Only the lines starting at the one that contains "find the distant tree line in the photo above" and running to the end should be repeated, exactly as written.
─── MATERIAL FOR THIS TASK ───
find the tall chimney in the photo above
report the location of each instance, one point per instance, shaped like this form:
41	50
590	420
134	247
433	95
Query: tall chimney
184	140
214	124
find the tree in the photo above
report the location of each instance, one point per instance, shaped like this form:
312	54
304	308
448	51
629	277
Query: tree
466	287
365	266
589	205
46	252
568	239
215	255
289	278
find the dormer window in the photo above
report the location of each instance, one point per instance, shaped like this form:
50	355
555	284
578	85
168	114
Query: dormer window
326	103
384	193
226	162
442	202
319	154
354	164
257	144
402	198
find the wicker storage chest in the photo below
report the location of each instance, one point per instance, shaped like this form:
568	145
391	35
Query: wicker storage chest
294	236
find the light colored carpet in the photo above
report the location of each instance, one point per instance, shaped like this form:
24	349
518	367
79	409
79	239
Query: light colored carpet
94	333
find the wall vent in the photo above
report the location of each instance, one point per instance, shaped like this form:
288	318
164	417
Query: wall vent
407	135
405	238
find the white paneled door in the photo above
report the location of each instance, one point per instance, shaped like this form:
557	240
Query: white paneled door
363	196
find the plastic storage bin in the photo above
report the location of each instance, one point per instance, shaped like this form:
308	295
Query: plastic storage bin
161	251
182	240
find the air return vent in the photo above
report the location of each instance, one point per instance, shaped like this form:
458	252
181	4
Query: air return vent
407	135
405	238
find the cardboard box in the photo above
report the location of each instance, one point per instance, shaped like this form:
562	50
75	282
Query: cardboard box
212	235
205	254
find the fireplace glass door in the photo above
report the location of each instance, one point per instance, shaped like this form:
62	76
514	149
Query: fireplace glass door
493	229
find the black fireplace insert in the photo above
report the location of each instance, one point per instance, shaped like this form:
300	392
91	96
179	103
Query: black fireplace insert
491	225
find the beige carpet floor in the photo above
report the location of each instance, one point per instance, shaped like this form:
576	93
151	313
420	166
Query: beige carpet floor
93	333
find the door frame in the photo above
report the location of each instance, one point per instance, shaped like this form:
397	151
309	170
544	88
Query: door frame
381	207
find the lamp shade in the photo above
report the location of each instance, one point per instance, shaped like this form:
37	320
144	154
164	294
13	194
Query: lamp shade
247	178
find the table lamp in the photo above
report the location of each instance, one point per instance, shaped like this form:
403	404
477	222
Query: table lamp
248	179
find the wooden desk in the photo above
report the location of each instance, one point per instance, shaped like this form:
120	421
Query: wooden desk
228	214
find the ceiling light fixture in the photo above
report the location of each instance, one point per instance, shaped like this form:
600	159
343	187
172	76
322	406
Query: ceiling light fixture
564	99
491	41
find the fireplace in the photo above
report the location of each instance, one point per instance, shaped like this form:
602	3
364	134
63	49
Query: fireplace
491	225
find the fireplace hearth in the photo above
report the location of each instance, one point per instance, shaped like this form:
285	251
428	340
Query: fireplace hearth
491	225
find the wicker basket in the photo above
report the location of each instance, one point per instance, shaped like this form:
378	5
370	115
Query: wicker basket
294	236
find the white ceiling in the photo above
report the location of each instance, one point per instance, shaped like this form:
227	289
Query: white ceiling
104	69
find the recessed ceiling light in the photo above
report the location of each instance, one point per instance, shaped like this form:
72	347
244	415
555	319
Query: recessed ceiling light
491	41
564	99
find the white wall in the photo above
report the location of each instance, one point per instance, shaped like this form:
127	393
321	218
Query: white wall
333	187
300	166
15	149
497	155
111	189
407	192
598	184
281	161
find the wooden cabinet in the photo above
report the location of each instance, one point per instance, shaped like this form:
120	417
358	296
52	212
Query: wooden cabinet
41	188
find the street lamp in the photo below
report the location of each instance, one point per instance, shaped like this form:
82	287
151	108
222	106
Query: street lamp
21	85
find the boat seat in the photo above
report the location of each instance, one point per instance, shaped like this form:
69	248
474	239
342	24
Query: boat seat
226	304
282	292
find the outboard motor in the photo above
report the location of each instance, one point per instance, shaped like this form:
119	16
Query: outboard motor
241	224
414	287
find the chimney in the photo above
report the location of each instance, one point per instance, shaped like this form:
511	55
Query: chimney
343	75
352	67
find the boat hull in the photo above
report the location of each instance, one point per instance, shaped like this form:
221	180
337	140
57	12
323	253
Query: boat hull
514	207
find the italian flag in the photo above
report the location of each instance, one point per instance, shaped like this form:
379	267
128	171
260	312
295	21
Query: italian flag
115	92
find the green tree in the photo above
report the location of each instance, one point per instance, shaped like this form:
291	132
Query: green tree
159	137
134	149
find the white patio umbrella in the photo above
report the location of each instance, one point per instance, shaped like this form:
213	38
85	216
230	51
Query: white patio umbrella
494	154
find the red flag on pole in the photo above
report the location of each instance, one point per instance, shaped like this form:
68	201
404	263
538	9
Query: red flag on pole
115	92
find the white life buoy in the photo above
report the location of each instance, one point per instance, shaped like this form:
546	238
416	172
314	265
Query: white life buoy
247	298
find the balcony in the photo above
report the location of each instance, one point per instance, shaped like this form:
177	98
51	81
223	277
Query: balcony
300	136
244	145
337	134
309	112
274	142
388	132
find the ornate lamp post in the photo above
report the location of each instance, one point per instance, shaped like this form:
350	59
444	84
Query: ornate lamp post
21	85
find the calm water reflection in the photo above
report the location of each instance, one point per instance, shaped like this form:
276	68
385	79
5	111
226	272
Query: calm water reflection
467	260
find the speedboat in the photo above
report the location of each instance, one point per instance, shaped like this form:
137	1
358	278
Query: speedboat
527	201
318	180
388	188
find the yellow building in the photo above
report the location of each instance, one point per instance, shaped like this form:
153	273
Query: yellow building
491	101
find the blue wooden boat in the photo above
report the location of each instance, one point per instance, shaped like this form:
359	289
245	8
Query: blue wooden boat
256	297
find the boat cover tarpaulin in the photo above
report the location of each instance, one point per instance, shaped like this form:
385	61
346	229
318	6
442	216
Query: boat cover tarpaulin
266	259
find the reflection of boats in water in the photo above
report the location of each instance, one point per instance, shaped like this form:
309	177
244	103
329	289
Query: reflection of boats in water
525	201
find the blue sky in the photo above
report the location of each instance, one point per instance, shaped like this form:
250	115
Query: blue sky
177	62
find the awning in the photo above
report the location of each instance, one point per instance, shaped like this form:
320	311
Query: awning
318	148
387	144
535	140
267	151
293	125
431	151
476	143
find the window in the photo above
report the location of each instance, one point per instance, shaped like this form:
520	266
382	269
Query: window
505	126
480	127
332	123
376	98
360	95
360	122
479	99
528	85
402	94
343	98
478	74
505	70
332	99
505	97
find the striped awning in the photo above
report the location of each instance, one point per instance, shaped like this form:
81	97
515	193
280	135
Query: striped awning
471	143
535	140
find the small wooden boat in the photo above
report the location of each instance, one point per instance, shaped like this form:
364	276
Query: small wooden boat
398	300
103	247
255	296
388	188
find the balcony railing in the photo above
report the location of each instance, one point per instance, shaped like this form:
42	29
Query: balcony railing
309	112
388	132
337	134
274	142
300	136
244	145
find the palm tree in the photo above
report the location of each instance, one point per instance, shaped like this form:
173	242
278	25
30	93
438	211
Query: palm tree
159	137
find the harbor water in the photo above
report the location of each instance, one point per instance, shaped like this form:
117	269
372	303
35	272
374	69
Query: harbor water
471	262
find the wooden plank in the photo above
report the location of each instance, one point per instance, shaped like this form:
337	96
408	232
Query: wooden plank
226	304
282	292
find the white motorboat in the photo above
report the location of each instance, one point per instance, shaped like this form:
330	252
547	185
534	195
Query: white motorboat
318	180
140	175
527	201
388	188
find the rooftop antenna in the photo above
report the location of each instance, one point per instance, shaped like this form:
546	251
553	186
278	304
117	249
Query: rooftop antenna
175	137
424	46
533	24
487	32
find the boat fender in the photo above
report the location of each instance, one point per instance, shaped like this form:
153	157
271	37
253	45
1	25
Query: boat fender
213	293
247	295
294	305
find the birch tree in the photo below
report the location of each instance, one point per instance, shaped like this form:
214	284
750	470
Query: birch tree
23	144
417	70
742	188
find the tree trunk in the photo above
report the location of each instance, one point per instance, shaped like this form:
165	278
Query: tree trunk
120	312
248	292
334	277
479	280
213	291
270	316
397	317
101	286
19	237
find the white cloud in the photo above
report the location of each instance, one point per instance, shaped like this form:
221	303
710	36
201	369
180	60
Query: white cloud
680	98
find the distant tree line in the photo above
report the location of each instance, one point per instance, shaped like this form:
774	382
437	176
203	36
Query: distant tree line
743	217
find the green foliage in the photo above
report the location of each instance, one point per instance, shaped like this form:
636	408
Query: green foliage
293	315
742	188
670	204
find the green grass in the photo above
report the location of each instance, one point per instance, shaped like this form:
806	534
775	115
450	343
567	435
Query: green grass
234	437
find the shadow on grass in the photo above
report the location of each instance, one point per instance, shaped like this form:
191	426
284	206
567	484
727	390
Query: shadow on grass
───
TASK OUTPUT:
find the distant tree line in the photo above
report the location of each instance, one point per instance, shaped like this form:
774	382
437	176
203	36
Query: distant tree line
743	217
find the green foliage in the photo above
report the location of each instance, one point per instance, shaped like this form:
636	408
Query: green foliage
293	315
742	188
670	204
find the green grass in the photo above
report the location of each instance, one point per instance, shaped like this form:
806	534
775	115
450	343
567	435
Query: green grass
234	437
find the shadow on grass in the photo above
report the location of each instance, one point per instance, shaped like this form:
191	426
284	206
567	484
727	390
Query: shadow on grass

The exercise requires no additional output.